>> START STORED RECORDS
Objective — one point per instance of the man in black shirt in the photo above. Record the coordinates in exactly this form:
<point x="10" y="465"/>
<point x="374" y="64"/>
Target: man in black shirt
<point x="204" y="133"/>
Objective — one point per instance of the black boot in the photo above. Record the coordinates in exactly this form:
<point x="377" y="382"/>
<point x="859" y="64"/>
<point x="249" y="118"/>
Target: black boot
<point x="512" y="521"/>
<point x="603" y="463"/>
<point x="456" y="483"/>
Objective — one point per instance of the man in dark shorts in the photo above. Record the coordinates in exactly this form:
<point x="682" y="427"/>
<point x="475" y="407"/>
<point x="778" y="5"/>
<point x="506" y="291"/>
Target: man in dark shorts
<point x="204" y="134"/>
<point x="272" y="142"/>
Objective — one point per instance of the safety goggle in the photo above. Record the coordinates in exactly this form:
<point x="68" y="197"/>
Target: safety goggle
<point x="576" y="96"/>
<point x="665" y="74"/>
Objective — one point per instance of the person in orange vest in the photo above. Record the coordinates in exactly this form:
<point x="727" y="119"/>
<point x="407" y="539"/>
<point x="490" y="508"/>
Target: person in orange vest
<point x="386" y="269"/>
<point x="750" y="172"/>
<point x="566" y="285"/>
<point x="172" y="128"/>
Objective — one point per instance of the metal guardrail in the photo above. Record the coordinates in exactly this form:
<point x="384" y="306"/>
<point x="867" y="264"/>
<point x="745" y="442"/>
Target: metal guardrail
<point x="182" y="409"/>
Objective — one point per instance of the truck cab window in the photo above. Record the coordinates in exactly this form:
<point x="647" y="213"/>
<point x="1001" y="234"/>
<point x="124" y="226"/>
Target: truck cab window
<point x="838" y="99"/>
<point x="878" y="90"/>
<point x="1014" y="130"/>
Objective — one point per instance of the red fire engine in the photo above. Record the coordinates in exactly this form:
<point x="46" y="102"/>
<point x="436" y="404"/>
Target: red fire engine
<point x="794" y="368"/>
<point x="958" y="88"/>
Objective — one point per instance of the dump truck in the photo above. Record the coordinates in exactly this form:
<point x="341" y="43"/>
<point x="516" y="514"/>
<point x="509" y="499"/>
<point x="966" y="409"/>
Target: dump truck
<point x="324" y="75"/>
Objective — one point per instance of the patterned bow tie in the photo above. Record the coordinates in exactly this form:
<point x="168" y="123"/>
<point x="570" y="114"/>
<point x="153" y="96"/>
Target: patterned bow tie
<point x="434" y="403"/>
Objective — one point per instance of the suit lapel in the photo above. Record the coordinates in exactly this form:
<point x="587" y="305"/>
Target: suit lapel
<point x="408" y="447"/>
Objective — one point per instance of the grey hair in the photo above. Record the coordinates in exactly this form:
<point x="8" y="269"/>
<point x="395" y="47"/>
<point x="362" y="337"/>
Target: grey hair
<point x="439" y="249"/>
>> END STORED RECORDS
▸ **TASK PROMPT**
Write out exactly the final stretch of the records: the line containing "Objective — one point per instance of the patterned" and every line after it, through the last, and nothing else.

▸ **ANSWER BELOW**
Objective — one point per instance of the patterned bow tie in the photo above. Record the coordinates in exactly this form:
<point x="168" y="123"/>
<point x="570" y="114"/>
<point x="153" y="96"/>
Target: patterned bow tie
<point x="434" y="403"/>
Objective — one point per instance of the suit lapel in the photo above. Record the coordinates in exactly this form:
<point x="587" y="305"/>
Target: suit lapel
<point x="408" y="447"/>
Objective — one point per instance of the grey hair in the photo above. Record the coordinates in exactly this form:
<point x="8" y="269"/>
<point x="395" y="47"/>
<point x="362" y="337"/>
Target: grey hair
<point x="439" y="249"/>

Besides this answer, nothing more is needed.